Starting with the line that contains "If you could indicate the brick", write out each line through the end of the listing, unchanged. Output nothing else.
──────── Provided data ────────
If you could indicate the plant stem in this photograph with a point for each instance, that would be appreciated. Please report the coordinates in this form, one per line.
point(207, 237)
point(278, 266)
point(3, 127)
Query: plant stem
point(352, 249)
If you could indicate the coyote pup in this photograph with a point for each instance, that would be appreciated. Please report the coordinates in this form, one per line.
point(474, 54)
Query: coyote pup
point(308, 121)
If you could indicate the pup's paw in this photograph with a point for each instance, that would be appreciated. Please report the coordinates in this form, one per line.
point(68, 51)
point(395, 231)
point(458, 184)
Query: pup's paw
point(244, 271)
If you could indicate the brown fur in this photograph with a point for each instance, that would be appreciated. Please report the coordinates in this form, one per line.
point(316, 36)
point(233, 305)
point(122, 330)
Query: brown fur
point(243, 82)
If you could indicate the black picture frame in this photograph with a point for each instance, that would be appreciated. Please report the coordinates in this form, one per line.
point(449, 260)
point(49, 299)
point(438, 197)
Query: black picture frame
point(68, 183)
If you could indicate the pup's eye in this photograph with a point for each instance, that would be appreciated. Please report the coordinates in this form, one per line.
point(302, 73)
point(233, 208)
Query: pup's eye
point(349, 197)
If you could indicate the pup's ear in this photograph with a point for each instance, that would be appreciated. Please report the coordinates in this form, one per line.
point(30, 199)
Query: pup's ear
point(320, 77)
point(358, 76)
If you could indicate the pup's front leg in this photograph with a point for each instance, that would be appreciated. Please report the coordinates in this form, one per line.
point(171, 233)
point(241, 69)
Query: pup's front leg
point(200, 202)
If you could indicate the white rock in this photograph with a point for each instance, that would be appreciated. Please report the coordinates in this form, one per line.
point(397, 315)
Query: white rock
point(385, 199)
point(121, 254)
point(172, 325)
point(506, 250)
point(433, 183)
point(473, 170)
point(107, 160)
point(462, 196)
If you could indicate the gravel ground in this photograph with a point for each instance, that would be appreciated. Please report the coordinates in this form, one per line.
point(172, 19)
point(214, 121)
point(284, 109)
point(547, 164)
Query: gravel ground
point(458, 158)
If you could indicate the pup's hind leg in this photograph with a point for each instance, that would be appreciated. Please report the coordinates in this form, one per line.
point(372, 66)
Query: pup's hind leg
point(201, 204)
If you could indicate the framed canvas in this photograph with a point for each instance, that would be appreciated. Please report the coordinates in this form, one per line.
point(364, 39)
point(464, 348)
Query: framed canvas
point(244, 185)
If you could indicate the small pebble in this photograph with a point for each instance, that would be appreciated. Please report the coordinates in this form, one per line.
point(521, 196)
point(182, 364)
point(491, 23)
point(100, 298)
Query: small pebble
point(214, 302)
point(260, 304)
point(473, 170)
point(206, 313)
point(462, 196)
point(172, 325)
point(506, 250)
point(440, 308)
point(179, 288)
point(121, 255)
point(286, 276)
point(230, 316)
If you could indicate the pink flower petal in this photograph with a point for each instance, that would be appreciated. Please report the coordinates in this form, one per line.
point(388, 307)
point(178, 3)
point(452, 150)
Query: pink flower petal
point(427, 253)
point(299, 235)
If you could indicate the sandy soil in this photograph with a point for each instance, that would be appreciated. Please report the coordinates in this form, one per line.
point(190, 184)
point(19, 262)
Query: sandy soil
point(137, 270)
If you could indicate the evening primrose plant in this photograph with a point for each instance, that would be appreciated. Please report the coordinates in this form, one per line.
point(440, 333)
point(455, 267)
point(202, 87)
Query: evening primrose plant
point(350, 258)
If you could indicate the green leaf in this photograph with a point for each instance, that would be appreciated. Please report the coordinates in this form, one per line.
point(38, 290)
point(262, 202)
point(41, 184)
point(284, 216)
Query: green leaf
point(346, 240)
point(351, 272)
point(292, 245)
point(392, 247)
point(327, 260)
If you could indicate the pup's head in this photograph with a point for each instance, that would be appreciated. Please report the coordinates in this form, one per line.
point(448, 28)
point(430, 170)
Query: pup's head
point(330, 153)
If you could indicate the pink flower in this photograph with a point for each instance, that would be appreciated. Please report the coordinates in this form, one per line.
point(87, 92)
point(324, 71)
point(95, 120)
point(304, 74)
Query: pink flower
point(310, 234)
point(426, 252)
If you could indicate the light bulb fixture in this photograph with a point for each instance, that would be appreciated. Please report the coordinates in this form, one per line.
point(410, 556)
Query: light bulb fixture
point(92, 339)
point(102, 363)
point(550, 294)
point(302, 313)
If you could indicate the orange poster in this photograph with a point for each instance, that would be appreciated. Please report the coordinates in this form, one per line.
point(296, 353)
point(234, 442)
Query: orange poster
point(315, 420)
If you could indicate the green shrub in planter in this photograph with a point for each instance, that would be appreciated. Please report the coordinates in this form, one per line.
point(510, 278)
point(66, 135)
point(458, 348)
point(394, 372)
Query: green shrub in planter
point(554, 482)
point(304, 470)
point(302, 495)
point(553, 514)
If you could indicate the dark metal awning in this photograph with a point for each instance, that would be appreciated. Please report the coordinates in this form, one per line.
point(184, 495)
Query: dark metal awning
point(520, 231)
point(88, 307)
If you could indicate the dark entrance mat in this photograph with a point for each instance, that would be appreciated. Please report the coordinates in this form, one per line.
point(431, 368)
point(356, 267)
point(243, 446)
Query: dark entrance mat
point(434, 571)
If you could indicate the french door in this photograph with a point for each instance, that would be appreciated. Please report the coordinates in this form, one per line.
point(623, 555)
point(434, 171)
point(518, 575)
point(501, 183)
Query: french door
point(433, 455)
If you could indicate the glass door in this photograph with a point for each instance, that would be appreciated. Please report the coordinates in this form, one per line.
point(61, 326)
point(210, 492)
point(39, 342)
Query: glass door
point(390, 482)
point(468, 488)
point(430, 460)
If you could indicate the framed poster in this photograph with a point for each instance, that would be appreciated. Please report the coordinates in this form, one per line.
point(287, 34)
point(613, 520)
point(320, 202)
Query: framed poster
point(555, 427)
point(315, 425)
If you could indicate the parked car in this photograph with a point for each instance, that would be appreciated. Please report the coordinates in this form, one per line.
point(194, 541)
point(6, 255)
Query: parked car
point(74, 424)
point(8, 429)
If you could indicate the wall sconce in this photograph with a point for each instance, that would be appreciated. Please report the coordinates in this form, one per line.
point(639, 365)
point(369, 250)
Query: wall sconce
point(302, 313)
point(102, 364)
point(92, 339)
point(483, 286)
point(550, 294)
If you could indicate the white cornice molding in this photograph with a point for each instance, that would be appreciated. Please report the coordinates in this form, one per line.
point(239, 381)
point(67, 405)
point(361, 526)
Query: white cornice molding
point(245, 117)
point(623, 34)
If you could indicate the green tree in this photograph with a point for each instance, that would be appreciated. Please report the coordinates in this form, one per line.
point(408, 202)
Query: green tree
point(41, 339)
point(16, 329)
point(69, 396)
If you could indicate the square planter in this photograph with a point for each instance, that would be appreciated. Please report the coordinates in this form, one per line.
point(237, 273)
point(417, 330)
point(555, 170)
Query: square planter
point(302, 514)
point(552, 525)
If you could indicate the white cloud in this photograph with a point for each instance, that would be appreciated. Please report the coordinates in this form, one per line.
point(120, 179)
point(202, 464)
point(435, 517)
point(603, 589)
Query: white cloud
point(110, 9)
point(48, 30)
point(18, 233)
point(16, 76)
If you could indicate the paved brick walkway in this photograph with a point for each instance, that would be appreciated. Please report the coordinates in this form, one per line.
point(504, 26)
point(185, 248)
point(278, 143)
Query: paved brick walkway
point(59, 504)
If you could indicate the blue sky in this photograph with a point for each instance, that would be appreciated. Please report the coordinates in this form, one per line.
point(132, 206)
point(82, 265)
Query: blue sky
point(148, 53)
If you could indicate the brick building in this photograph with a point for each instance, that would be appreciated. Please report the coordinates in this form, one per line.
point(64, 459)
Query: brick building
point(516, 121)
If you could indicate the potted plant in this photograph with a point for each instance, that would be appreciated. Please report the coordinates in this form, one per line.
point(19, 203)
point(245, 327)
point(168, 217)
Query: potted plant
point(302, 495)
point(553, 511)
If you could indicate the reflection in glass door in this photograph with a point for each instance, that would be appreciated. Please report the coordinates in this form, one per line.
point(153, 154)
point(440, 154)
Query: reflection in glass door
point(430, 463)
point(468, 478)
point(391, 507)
────────
▶ _Task solution_:
If you could indicate the brick building in this photograph with a point for each instance, that would be appreciated. Please report the coordinates in this form, one per line.
point(64, 459)
Query: brick building
point(516, 121)
If you could indicate the potted plant in this photograph with a point for each instance, that would be appreciated. Please report the coordinates in this form, one per line.
point(19, 203)
point(245, 327)
point(168, 217)
Query: potted plant
point(302, 495)
point(553, 511)
If you could indicate the reflection in glass door in this photograph with a point for each instance, that would be appreciated. Please report the coordinates in this form, one per line.
point(153, 154)
point(440, 154)
Query: reflection in glass door
point(430, 463)
point(468, 478)
point(391, 507)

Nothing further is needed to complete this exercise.